#### Instruction:
Pull out every line of the entries below that contains the string "Objective", copying each one unchanged and in its original order.

======== Information supplied ========

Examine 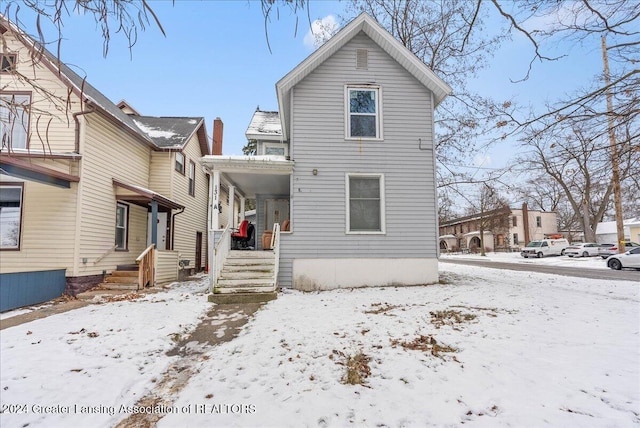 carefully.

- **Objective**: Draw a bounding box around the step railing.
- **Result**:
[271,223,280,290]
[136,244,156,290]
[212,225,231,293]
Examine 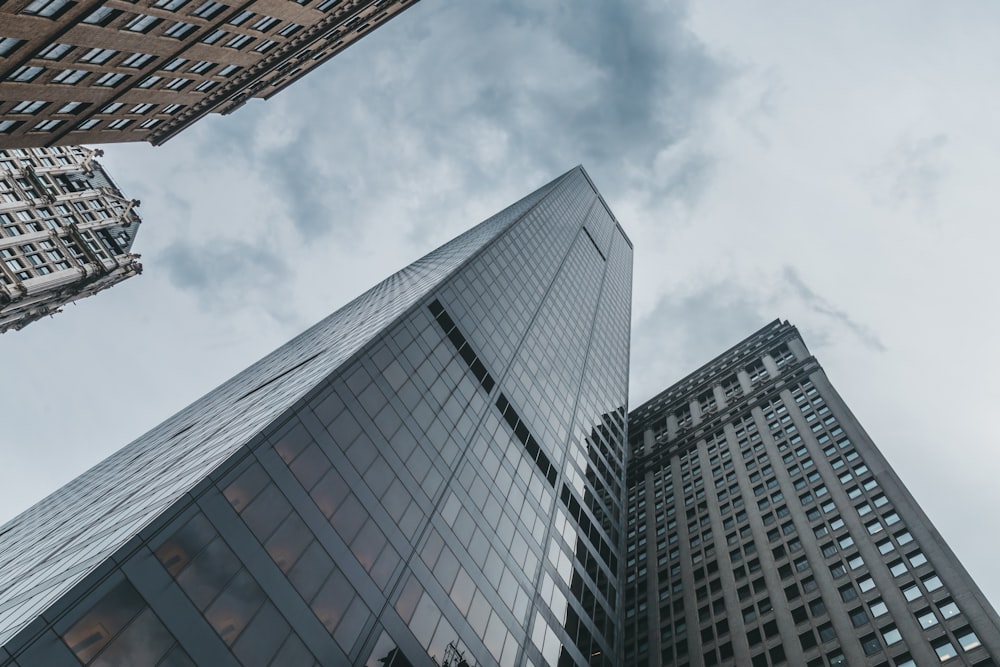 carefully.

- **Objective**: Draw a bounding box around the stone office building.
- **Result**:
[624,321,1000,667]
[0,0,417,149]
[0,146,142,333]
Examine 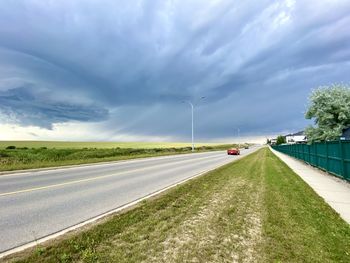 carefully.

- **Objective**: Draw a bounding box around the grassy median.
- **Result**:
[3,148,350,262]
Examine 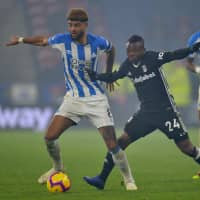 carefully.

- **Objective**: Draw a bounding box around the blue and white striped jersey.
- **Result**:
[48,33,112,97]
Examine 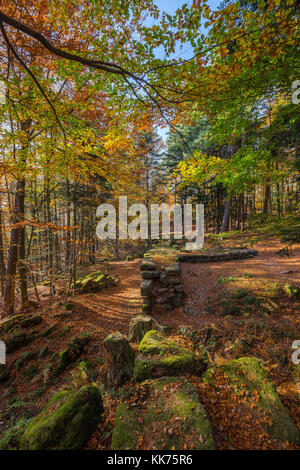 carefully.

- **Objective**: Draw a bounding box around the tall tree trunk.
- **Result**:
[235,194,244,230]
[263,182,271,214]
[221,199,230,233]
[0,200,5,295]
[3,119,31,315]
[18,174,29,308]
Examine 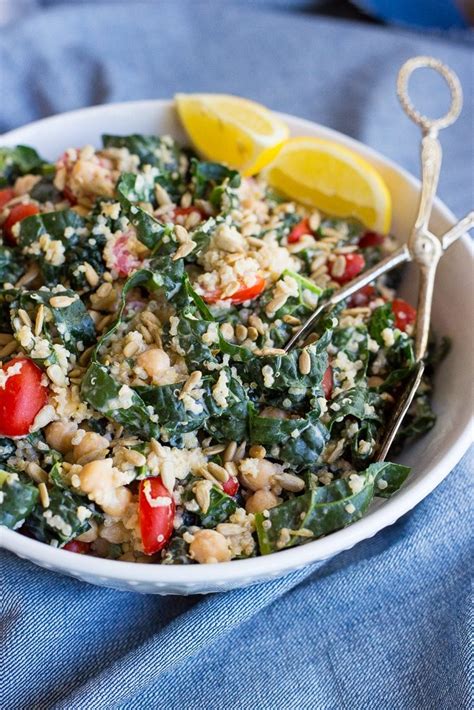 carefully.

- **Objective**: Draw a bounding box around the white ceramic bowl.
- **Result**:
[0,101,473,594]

========

#### Full output:
- **Objective**: Draw a bounding box around the step railing.
- **Objective**: Draw a bounding box around the stone office building.
- **Objective**: Draw a bounding box around the grassy median.
- **Objective**: Draw a bounding box around the blue and white striped jersey.
- **Objective**: Draw a bounding box around the tall tree trunk.
- **Objective**: Draw a bounding box around the white ceramic bowl.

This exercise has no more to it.